Records from a dataset
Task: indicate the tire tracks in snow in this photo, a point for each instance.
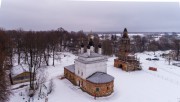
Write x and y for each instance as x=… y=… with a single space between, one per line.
x=163 y=77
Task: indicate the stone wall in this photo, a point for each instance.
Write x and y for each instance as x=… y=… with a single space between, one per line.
x=93 y=89
x=126 y=66
x=70 y=76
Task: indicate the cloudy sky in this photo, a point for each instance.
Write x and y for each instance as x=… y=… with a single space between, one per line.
x=90 y=15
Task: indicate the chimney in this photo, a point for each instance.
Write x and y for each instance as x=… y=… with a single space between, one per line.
x=88 y=50
x=92 y=48
x=99 y=49
x=82 y=48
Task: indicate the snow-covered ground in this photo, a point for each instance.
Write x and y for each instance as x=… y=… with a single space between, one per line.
x=162 y=85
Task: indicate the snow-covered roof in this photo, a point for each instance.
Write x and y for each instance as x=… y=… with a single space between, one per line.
x=92 y=54
x=18 y=69
x=71 y=68
x=92 y=58
x=100 y=77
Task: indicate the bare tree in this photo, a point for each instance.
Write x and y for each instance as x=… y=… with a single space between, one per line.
x=51 y=86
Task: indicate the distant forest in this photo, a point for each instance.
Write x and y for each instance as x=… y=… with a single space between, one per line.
x=36 y=47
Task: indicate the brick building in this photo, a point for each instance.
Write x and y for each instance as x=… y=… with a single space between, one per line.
x=90 y=72
x=126 y=61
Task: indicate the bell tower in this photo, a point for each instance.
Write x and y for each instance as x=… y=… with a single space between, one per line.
x=124 y=46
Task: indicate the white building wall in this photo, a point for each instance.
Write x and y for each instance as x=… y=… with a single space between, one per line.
x=80 y=69
x=89 y=69
x=95 y=67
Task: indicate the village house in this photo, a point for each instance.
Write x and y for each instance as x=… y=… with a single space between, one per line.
x=126 y=61
x=90 y=72
x=19 y=74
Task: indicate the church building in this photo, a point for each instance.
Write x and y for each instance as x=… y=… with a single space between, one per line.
x=90 y=72
x=126 y=61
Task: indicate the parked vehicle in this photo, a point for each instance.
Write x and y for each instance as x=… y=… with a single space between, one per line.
x=156 y=59
x=148 y=59
x=153 y=68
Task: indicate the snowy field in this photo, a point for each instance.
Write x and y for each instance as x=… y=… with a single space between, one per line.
x=139 y=86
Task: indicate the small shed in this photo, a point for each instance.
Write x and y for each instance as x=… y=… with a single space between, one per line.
x=153 y=68
x=19 y=74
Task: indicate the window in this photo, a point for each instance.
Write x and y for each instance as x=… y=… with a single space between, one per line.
x=81 y=73
x=97 y=89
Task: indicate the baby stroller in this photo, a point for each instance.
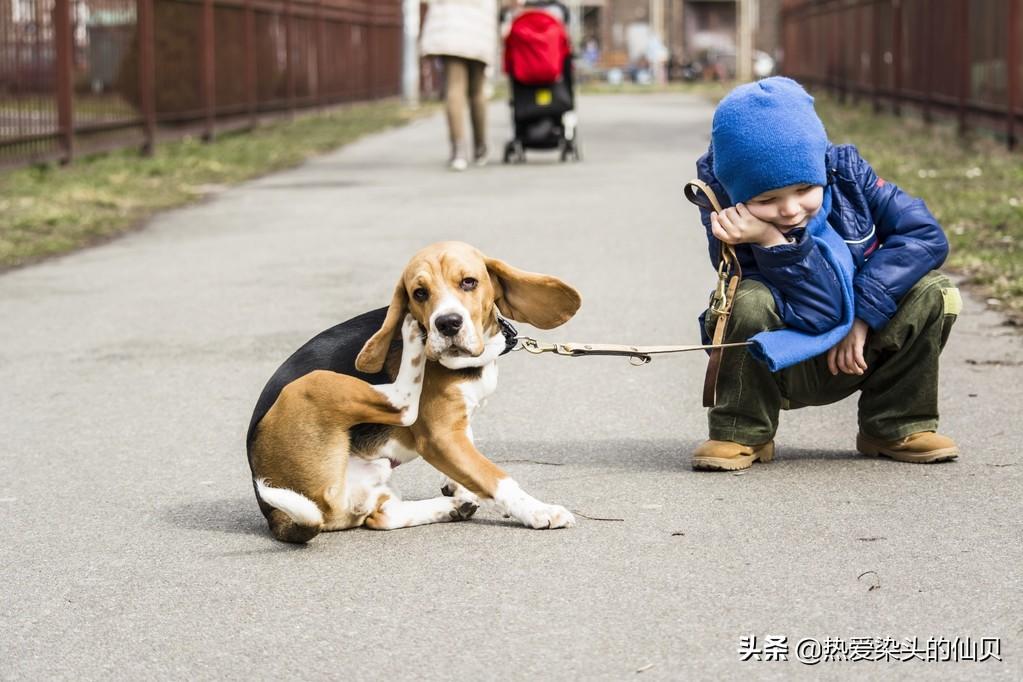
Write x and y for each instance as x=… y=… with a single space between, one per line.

* **REQUIREMENT**
Reproduce the items above verbatim, omitting the pictures from your answer.

* **WORKED ANSWER**
Task: indicate the tire tracks in snow in this photo, a point for each instance.
Write x and y for each instance as x=… y=… with a single space between, one per line.
x=163 y=77
Task: indicate the stone wall in this photo, a point for each instance.
Write x and y for each instance as x=… y=… with a single space between, one per line.
x=93 y=89
x=126 y=66
x=70 y=76
Task: indicate the cloudy sky in this photo, a point for each instance.
Write x and y for each instance as x=… y=… with a single space between, one per line.
x=90 y=15
Task: indicate the chimney in this photo, a point for each instance.
Write x and y for each instance as x=… y=… with a single space between, one per line.
x=88 y=50
x=92 y=48
x=99 y=49
x=82 y=48
Task: indicate the snow-covered ground in this photo, a point for each instance.
Write x and y for each instance as x=… y=… with a single space between, one per line.
x=162 y=85
Task: indicate the snow-covered roof in this photo, a point for each instance.
Write x and y for each instance as x=… y=… with a single space between, one per line.
x=92 y=54
x=18 y=69
x=71 y=68
x=92 y=58
x=100 y=77
Task: indicate the bare tree in this photo, a point for each instance.
Write x and y for each instance as x=… y=… with a single space between, one per line.
x=51 y=86
Task: indicate the distant forest in this photo, a point for each instance.
Write x and y for each instance as x=… y=… with a single space between, one per line.
x=36 y=47
Task: indicate the brick building in this photo, a point for each instance.
Write x and y for each instance as x=… y=… with a single space between, one per line.
x=90 y=72
x=126 y=61
Task: indicate the bell tower in this photo, a point for each instance.
Write x and y for each instance as x=… y=… with a single space between, one per line.
x=124 y=46
Task: indicate the white building wall in this photo, a point for each instance.
Write x and y for each instance as x=… y=… with a single space between, one per line.
x=80 y=69
x=89 y=69
x=95 y=67
Task: indicate the village house in this photo, a point for each instance.
Write x and y for each instance as x=… y=… with a single space between, one per line.
x=126 y=61
x=90 y=72
x=19 y=74
Task: indicate the church building in this photo, a point for each instance.
Write x and y for each instance as x=… y=… with a single space between, one per line.
x=90 y=72
x=126 y=61
Task: indicate the parked vehicle in this photo, a point for each instance.
Write x and y for each instance as x=… y=… with a single space between, one per line.
x=156 y=59
x=148 y=59
x=153 y=68
Task: indicate the snowy field in this photo, a point for each instance.
Write x and y for each instance as x=… y=… with a single space between, one per line.
x=139 y=86
Task: indicate the small shed in this photo, a point for each instance.
Write x and y for each instance as x=… y=… with a single space between, one per line.
x=153 y=68
x=19 y=74
Task: indicate the window in this photo, a point for each instance.
Write x and y for each instance as x=… y=… with a single space between, one per line.
x=81 y=73
x=97 y=89
Task: indicate the baby stroller in this photo, a point for each instance.
Write x and y for each instance as x=… y=… with a single space between, one per line.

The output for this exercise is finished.